Image location labeling entries
○ ○ ○ ○ ○ ○ ○

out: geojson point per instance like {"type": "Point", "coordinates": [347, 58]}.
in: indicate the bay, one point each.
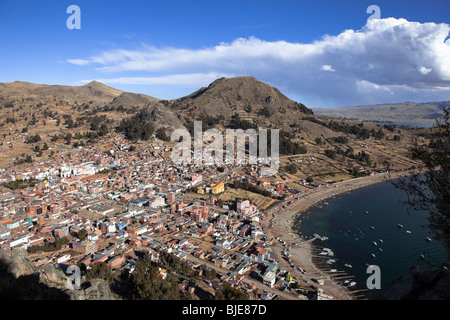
{"type": "Point", "coordinates": [356, 220]}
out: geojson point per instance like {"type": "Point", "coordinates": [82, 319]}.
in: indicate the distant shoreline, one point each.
{"type": "Point", "coordinates": [280, 226]}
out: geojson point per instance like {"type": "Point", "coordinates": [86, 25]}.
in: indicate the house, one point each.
{"type": "Point", "coordinates": [85, 247]}
{"type": "Point", "coordinates": [269, 278]}
{"type": "Point", "coordinates": [218, 188]}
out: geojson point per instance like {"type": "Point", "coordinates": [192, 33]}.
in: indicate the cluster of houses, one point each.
{"type": "Point", "coordinates": [108, 204]}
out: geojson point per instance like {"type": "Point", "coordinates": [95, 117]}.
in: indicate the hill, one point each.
{"type": "Point", "coordinates": [248, 97]}
{"type": "Point", "coordinates": [398, 112]}
{"type": "Point", "coordinates": [93, 91]}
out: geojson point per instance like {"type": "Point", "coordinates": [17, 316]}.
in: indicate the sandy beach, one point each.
{"type": "Point", "coordinates": [278, 225]}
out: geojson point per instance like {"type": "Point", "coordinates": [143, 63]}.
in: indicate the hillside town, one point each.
{"type": "Point", "coordinates": [109, 205]}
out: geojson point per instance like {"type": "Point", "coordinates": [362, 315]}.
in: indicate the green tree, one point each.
{"type": "Point", "coordinates": [429, 188]}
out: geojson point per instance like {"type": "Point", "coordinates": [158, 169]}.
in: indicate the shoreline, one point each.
{"type": "Point", "coordinates": [279, 222]}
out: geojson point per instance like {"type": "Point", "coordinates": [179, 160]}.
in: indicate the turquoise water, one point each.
{"type": "Point", "coordinates": [351, 232]}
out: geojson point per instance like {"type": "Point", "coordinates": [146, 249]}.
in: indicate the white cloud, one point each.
{"type": "Point", "coordinates": [327, 67]}
{"type": "Point", "coordinates": [383, 62]}
{"type": "Point", "coordinates": [424, 70]}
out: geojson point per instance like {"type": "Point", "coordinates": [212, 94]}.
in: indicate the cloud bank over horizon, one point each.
{"type": "Point", "coordinates": [388, 60]}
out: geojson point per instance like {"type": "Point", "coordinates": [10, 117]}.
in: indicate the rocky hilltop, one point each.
{"type": "Point", "coordinates": [19, 281]}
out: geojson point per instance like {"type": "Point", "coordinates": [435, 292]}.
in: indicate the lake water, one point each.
{"type": "Point", "coordinates": [352, 231]}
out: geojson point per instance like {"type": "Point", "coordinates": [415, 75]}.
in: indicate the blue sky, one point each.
{"type": "Point", "coordinates": [320, 53]}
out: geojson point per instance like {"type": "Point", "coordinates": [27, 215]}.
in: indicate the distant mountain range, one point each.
{"type": "Point", "coordinates": [408, 112]}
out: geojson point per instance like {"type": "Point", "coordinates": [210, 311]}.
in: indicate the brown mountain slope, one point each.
{"type": "Point", "coordinates": [252, 99]}
{"type": "Point", "coordinates": [93, 91]}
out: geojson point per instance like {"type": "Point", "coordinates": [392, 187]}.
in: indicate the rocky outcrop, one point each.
{"type": "Point", "coordinates": [18, 263]}
{"type": "Point", "coordinates": [20, 281]}
{"type": "Point", "coordinates": [97, 289]}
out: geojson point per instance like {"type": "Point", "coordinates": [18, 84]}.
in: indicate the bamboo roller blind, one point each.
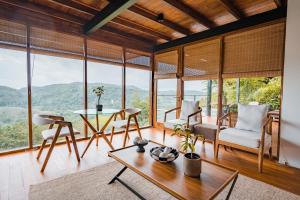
{"type": "Point", "coordinates": [12, 33]}
{"type": "Point", "coordinates": [257, 52]}
{"type": "Point", "coordinates": [51, 41]}
{"type": "Point", "coordinates": [136, 58]}
{"type": "Point", "coordinates": [104, 52]}
{"type": "Point", "coordinates": [202, 60]}
{"type": "Point", "coordinates": [166, 63]}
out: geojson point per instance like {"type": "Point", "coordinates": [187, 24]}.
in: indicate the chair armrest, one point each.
{"type": "Point", "coordinates": [63, 123]}
{"type": "Point", "coordinates": [193, 114]}
{"type": "Point", "coordinates": [54, 117]}
{"type": "Point", "coordinates": [223, 117]}
{"type": "Point", "coordinates": [265, 124]}
{"type": "Point", "coordinates": [173, 109]}
{"type": "Point", "coordinates": [263, 131]}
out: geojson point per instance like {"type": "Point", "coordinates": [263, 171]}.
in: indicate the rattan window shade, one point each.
{"type": "Point", "coordinates": [12, 34]}
{"type": "Point", "coordinates": [42, 40]}
{"type": "Point", "coordinates": [104, 52]}
{"type": "Point", "coordinates": [202, 60]}
{"type": "Point", "coordinates": [166, 63]}
{"type": "Point", "coordinates": [257, 52]}
{"type": "Point", "coordinates": [137, 59]}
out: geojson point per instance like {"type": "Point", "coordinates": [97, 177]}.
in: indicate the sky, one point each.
{"type": "Point", "coordinates": [48, 70]}
{"type": "Point", "coordinates": [53, 70]}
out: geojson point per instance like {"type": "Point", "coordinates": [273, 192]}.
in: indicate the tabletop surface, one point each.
{"type": "Point", "coordinates": [170, 176]}
{"type": "Point", "coordinates": [95, 112]}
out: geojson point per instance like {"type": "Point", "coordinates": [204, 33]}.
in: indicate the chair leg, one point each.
{"type": "Point", "coordinates": [74, 142]}
{"type": "Point", "coordinates": [217, 146]}
{"type": "Point", "coordinates": [214, 146]}
{"type": "Point", "coordinates": [260, 160]}
{"type": "Point", "coordinates": [51, 148]}
{"type": "Point", "coordinates": [195, 140]}
{"type": "Point", "coordinates": [68, 144]}
{"type": "Point", "coordinates": [112, 134]}
{"type": "Point", "coordinates": [97, 140]}
{"type": "Point", "coordinates": [126, 132]}
{"type": "Point", "coordinates": [41, 149]}
{"type": "Point", "coordinates": [138, 127]}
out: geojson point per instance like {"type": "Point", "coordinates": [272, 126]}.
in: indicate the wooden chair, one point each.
{"type": "Point", "coordinates": [190, 115]}
{"type": "Point", "coordinates": [64, 129]}
{"type": "Point", "coordinates": [125, 124]}
{"type": "Point", "coordinates": [257, 142]}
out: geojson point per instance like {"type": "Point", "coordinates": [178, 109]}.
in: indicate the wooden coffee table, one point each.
{"type": "Point", "coordinates": [170, 177]}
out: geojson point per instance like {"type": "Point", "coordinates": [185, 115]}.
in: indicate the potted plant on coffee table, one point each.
{"type": "Point", "coordinates": [191, 160]}
{"type": "Point", "coordinates": [99, 91]}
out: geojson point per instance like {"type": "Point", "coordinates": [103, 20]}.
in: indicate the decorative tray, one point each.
{"type": "Point", "coordinates": [164, 154]}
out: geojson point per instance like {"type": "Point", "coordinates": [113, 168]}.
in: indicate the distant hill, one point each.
{"type": "Point", "coordinates": [65, 96]}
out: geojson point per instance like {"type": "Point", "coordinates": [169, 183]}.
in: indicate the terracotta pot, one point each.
{"type": "Point", "coordinates": [192, 164]}
{"type": "Point", "coordinates": [99, 107]}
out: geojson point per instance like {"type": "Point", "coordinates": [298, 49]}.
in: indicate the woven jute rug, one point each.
{"type": "Point", "coordinates": [92, 184]}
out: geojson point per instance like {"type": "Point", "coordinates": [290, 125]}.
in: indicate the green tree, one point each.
{"type": "Point", "coordinates": [143, 104]}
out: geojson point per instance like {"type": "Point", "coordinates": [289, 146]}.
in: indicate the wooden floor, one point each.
{"type": "Point", "coordinates": [19, 171]}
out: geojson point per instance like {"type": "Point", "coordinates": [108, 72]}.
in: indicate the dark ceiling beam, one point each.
{"type": "Point", "coordinates": [23, 12]}
{"type": "Point", "coordinates": [220, 30]}
{"type": "Point", "coordinates": [109, 12]}
{"type": "Point", "coordinates": [230, 7]}
{"type": "Point", "coordinates": [110, 28]}
{"type": "Point", "coordinates": [178, 4]}
{"type": "Point", "coordinates": [91, 11]}
{"type": "Point", "coordinates": [280, 3]}
{"type": "Point", "coordinates": [78, 6]}
{"type": "Point", "coordinates": [152, 16]}
{"type": "Point", "coordinates": [141, 28]}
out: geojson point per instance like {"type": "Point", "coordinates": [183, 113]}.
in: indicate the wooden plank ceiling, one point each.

○ ○ ○ ○ ○ ○ ○

> Aim of the task
Select every line that contains the word "mountain" and copy each one out in full.

> Output for this exercise
in: indicate the distant mountain range, one point each.
in: indicate the brown mountain slope, one point each.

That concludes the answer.